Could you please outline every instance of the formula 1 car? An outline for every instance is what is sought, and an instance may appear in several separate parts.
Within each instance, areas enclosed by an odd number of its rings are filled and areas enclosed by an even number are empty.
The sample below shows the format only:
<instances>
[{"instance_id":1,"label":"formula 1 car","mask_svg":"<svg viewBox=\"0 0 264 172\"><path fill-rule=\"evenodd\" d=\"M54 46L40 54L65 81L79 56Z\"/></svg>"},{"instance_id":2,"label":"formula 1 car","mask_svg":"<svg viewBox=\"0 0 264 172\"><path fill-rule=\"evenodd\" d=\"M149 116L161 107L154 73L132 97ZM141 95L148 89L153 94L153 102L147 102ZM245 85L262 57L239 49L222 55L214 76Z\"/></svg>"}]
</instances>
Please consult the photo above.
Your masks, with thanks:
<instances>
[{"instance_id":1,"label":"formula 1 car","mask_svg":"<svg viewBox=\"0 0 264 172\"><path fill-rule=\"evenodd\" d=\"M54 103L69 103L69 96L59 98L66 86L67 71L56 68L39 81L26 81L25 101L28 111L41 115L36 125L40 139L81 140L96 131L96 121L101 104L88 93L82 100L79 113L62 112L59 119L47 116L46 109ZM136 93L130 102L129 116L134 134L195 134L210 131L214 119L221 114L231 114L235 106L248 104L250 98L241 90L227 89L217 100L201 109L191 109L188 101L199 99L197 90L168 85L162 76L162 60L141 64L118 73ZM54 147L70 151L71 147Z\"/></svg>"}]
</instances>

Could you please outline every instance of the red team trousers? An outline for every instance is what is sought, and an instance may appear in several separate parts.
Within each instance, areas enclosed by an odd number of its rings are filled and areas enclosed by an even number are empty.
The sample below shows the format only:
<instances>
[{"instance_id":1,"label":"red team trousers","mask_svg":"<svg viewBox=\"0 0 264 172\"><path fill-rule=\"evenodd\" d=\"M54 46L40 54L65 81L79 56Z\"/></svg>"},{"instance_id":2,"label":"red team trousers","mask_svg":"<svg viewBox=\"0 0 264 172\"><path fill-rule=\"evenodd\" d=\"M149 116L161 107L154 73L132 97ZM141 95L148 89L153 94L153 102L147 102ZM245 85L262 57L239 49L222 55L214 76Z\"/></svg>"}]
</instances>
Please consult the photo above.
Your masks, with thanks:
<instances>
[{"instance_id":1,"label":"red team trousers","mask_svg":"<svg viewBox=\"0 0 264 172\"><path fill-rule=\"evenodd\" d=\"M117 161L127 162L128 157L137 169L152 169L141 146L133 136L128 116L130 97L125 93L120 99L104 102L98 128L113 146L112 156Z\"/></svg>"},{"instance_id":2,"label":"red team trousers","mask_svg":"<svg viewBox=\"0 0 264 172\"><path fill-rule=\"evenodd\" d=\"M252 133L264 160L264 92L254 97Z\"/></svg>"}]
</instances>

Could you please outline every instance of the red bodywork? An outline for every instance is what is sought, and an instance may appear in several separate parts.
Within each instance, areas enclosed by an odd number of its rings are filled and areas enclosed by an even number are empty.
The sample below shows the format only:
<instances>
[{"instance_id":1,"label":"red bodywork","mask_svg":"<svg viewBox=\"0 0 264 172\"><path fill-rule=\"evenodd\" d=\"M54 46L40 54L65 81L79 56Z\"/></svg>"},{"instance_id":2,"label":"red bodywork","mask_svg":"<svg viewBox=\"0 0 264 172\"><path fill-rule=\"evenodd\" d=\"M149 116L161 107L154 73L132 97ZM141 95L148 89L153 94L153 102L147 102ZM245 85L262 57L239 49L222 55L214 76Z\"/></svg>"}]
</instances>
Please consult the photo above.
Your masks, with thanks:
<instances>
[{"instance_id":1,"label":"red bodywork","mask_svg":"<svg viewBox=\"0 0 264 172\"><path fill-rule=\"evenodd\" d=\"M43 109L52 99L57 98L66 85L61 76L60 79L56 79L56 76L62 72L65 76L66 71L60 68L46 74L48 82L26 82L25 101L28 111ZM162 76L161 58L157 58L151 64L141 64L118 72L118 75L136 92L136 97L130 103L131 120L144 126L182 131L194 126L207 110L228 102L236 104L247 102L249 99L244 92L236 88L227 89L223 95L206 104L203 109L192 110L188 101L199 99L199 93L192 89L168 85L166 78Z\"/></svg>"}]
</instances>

^^^^^^^^

> EXERCISE GOAL
Copy out all lines from the records where the word "outline" appears.

> OUTPUT
Could you please outline every instance of the formula 1 car? An outline for every instance is what is sought, and an instance may appear in several separate parts.
Could you please outline every instance of the red team trousers? An outline for every instance is what is sought, and an instance may appear in several separate parts.
Could you please outline every instance of the red bodywork? An outline for every instance is what is sought, and an instance may appear in several separate parts.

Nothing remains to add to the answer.